Texto para analizar:
........

La primera vez que te vi, fue a lo lejos, te sentía tan llena de belleza. Eras más radiante que el sol que iluminaba tus rasgos. Eras muy hermosa y dulce.
Recuerdo nuestras largas conversaciones a pecho descubierto, las tardes de tibios paseos por la playa infinita, las ganas de escuchar, de auscultar el más mínimo detalle para, poniéndose en la piel de la otra, comprender la vida.
Había en cada pequeño rincón de tu casa una suerte de santuario perfumado por el humo del incienso.
Echo mucho de menos hablar de todas esas cosas de las que no me es posible hablar con nadie más, pues me tildarían de loca. Añoro el ir sin prisas, sin pausas, con muchas ganas de disfrutar el estar juntas.
Echo de menos muchísimas cosas de ti, en primer lugar, la inmensidad del abrazo de bienvenida de cada reencuentro, que tenía su propio tempo y espacio y que siempre sabía a gloria bendita.
Recuerdo los momentos de meditación con las cartas del tarot y que no he vuelto a practicar desde que tú te marchaste.
Añoro los paseos entre los frondosos y centenarios ficus de raíces aéreas, perder la vista entre los miles de colores de las flores, aprender contigo el nombre de las cosas que realmente merecen la pena.
A la noche, el tiempo se detenía y viajábamos a otras dimensiones, con la garganta templada por el delicioso ron miel y el espíritu ligero, desbordándose de las paredes, expandiéndose hacia el reino del silencio. La madrugada nos sorprendía viéndonos como realmente somos. Es fascinante ver lo enormes que somos cuando la mirada del alma atraviesa la aparente realidad. En las raras ocasiones que esto sucede, el alma emana belleza verdadera, algo que va mucho más allá de los rasgos físicos, de las palabras y de la materia.
¡Es tan sencilla la existencia cuando la compartes con la persona adecuada!.
Con la persona adecuada acontece el instante brillante entre dos almas cómplices, entonces, los silencios son tan deliciosos como las palabras.
Estar contigo era sentir la hermandad plena, esa que une más allá de los lazos de sangre.

........

Acciones a realizar:
A - Actualiza el texto de añoranza desde "Recuerdo los momentos" hasta "merecen la pena.", ambos incluidos, y pon "laureles" en lugar de "ficus".
B - Escribe cómo sigue el texto de añoranza por una persona querida a partir de su última frase.

........

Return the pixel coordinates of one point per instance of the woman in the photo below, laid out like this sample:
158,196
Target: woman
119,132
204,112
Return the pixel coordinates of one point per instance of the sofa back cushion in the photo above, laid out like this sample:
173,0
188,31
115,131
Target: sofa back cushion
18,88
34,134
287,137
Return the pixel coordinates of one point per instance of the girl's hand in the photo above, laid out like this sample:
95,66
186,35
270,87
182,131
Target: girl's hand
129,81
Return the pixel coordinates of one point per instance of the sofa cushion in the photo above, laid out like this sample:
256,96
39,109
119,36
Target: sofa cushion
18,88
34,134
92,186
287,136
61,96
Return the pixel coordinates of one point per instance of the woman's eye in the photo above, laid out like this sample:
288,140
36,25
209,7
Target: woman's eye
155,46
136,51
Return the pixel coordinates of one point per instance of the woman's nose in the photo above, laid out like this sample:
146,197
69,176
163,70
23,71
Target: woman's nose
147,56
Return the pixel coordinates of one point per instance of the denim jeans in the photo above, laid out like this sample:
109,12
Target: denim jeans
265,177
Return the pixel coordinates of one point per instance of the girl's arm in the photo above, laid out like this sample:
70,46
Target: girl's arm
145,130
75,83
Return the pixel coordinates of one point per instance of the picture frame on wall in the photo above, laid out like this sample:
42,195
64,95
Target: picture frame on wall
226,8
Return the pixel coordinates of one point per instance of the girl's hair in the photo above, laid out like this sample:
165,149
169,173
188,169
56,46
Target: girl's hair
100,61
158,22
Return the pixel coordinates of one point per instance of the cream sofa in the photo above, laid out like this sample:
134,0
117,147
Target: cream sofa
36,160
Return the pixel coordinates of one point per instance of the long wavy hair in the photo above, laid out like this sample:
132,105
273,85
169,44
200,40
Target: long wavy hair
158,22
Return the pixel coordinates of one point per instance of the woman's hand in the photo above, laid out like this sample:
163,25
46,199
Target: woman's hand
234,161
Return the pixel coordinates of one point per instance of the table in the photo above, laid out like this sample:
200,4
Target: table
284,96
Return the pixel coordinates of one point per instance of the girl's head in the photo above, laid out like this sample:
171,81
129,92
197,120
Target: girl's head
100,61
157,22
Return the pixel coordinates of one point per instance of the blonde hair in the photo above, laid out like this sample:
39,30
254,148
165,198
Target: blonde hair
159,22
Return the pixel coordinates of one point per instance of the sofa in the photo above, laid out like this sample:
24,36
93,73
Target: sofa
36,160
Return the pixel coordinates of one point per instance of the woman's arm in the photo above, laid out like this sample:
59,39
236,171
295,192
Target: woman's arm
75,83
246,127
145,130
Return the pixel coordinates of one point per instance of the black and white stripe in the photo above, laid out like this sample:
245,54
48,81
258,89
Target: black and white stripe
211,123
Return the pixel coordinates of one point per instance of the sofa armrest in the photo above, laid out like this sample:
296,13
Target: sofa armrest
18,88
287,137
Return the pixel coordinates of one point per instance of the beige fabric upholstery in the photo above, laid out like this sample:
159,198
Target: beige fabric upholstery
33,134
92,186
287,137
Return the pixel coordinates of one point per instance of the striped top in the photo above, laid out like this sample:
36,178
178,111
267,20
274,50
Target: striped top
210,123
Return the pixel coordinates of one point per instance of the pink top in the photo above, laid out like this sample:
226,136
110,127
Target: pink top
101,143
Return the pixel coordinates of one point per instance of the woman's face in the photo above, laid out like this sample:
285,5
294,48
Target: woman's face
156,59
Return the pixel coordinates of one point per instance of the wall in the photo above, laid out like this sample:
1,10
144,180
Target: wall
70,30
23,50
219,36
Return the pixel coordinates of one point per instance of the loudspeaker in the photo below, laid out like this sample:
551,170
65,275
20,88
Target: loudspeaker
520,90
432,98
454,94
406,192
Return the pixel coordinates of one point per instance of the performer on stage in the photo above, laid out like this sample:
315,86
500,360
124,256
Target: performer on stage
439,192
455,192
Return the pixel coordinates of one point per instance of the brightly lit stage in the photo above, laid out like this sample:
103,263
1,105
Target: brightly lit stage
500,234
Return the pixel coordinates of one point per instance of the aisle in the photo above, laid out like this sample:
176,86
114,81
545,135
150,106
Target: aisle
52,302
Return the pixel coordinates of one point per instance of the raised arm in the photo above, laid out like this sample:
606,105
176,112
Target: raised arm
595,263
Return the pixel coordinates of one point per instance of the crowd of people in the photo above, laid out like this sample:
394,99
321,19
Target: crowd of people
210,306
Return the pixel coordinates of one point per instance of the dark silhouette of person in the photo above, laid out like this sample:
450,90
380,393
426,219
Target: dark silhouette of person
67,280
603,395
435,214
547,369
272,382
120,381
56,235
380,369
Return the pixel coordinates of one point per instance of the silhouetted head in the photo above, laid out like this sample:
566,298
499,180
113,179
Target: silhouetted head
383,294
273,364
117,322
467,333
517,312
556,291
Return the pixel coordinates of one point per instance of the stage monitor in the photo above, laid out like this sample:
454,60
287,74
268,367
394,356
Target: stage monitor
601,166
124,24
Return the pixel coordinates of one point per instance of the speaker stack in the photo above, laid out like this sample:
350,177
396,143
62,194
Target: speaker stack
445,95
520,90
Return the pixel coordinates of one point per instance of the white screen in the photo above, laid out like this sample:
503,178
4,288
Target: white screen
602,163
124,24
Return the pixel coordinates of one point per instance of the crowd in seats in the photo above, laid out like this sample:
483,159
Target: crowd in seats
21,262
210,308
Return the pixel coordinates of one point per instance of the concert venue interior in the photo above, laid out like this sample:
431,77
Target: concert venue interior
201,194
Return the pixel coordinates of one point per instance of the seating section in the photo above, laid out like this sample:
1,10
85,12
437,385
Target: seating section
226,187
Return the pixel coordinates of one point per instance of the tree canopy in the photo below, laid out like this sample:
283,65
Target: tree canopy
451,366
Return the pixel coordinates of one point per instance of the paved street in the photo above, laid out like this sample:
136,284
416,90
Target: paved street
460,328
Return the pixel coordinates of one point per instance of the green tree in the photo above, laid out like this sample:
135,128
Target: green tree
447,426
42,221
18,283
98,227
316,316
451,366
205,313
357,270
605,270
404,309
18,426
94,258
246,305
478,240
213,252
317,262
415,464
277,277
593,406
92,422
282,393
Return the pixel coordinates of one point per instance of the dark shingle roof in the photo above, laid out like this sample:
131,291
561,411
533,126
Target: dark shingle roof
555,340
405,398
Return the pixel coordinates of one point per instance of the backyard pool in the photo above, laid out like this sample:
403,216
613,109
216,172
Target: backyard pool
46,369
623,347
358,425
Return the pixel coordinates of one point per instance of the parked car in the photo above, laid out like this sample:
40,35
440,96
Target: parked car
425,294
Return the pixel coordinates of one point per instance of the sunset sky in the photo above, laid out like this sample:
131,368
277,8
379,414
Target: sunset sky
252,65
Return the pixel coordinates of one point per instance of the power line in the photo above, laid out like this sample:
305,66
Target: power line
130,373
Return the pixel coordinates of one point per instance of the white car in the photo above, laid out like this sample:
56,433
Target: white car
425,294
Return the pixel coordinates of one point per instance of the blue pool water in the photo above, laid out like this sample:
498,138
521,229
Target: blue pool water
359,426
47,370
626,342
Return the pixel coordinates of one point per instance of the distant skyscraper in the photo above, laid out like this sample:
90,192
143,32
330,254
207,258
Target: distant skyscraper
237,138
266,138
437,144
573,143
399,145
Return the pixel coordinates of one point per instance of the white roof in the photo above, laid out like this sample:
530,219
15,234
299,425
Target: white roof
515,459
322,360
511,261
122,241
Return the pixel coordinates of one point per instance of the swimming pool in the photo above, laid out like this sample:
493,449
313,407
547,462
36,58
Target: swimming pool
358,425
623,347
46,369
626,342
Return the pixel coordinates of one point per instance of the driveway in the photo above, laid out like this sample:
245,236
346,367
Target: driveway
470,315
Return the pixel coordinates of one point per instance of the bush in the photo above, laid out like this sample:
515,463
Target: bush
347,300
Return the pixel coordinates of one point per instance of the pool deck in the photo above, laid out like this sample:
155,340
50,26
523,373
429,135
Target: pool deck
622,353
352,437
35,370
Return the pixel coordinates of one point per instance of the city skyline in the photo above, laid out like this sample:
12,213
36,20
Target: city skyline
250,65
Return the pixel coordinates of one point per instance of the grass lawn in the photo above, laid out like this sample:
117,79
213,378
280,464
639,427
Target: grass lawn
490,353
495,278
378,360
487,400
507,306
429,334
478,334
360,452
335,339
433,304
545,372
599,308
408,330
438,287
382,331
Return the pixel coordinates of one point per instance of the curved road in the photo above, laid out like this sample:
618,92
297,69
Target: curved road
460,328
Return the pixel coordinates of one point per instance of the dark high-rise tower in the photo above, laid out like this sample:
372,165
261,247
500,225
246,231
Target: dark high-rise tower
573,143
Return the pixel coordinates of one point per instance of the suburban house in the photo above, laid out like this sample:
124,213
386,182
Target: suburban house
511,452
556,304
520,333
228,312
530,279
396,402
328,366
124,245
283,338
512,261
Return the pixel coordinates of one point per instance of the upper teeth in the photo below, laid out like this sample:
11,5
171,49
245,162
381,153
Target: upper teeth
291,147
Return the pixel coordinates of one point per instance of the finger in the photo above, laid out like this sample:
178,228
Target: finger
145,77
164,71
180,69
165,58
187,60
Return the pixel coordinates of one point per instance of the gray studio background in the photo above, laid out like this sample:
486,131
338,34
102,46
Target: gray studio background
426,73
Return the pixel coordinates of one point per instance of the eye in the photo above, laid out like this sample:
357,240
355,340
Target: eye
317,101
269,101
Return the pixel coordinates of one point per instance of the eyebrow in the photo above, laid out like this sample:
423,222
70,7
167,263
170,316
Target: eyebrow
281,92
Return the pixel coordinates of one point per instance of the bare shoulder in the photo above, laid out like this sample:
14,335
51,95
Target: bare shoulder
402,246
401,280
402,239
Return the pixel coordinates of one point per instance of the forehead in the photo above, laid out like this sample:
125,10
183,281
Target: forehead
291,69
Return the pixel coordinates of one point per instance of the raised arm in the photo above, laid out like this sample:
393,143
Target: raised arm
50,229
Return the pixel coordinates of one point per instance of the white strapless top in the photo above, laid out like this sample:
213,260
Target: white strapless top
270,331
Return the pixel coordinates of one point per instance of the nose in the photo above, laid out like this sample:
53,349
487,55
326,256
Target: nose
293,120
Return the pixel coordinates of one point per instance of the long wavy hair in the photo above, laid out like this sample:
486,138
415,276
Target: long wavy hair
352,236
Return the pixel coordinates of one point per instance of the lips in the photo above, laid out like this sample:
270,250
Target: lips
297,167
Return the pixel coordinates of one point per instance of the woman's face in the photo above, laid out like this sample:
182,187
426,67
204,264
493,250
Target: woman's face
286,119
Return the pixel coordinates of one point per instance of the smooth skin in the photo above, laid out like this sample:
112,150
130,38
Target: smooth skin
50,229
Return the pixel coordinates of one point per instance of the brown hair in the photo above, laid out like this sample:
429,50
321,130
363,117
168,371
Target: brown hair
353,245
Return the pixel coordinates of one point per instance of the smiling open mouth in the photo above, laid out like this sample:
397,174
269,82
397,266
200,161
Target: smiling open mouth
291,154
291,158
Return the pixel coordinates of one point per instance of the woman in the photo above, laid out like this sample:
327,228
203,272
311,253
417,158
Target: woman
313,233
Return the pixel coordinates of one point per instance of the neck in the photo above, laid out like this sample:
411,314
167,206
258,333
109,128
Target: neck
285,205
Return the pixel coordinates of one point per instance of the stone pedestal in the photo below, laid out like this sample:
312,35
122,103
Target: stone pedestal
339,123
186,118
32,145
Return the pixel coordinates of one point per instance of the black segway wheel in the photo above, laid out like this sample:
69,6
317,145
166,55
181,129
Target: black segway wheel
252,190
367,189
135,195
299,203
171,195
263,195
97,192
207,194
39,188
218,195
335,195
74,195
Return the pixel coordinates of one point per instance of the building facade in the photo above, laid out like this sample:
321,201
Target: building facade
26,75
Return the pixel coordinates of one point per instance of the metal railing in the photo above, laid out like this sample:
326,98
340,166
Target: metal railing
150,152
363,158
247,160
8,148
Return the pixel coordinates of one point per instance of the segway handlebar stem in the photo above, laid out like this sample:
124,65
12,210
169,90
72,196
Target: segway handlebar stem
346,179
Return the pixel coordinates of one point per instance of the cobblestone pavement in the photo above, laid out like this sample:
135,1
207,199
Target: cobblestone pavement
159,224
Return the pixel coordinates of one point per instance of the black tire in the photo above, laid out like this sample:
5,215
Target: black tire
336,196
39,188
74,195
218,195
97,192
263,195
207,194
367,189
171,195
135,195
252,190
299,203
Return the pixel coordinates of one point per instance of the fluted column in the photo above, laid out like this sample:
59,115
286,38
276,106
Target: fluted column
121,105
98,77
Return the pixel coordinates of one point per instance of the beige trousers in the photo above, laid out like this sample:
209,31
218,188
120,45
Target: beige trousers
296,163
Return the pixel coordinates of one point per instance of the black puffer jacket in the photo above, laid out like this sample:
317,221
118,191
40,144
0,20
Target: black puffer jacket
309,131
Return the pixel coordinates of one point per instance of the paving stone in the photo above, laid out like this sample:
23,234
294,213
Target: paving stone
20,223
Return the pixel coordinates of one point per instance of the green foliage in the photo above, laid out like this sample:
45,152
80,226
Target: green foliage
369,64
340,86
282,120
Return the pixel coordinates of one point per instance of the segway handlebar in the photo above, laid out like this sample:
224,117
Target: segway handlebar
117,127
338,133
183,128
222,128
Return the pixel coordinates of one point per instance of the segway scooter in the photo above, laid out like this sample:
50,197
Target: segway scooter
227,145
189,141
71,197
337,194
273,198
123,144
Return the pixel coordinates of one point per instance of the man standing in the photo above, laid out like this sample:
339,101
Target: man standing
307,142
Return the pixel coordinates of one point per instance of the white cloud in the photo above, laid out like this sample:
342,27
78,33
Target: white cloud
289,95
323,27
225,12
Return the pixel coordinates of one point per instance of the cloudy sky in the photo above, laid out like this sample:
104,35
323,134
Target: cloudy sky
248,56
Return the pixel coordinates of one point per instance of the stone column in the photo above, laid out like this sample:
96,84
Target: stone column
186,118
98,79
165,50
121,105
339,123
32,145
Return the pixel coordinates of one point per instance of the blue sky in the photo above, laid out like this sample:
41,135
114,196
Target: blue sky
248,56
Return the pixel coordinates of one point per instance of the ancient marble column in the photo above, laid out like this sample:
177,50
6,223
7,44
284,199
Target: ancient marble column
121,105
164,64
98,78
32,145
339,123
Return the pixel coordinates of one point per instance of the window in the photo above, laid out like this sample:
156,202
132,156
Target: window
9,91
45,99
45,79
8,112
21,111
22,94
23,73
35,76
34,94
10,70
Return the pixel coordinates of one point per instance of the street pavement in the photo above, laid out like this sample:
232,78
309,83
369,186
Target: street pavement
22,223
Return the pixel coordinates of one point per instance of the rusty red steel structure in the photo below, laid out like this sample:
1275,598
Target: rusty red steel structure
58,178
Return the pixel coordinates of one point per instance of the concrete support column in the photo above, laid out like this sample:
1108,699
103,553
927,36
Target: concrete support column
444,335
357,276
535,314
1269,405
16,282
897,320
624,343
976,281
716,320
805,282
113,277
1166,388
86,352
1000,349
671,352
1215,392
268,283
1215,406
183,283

........

Resultados:
A -
Recuerdo los momentos de meditación con las cartas del tarot y que no he vuelto a practicar desde que tú te marchaste.
Añoro los paseos entre los frondosos y centenarios laureles de raíces aéreas, perder la vista entre los miles de colores de las flores, aprender contigo el nombre de las cosas que realmente merecen la pena.

B -
Tú estabas hecha de otra materia distinta a la que conforma el común de los mortales. Ni el más terrible dolor lograba exiliar la sonrisa de tu rostro. Nunca perdiste el interés hacia nuestras cosas y penurias cotidianas.
Cuando te dijeron que no podrías comer nada, comenzaste a escribir recetas de cocina de deliciosos platos y así (imagino) construías con tu mente todas las cosas que eran límites severos para tu cuerpo físico.
A mi, quizás desde mi ignorancia. se me partía el alma al verte así, con tu cuerpo diezmado por la enfermedad y, a la vez, con esa fortaleza interior pugnando por mantenerte en este mundo. Nos dabas ánimos para resolver los problemas o cosas que te contábamos (como si tuviese alguna importancia cualquier cosa frente al hecho de que la vida, en un doloroso goteo, se escapaba de tu cuerpo).
Decías que te gustaba mucho el color lavanda suave, que te hacía mucho bien verlo. Así te regalé las sábanas más bonitas para que cuando abrieses los ojos te encontrases envuelta en tu color favorito, sabiendo que en ellas pasarías los últimos momentos de tu vida.
¡Qué bien olía la semana santa en tu hogar!
Aquí, ahora, resuenan en las calles el sonido de los tambores y trompetas de los músicos que acompañan las primeras procesiones y yo no puedo evitar recordar todas esas semanas santas en tu compañía.
Y los años pasan. Y yo no consiento olvidarte.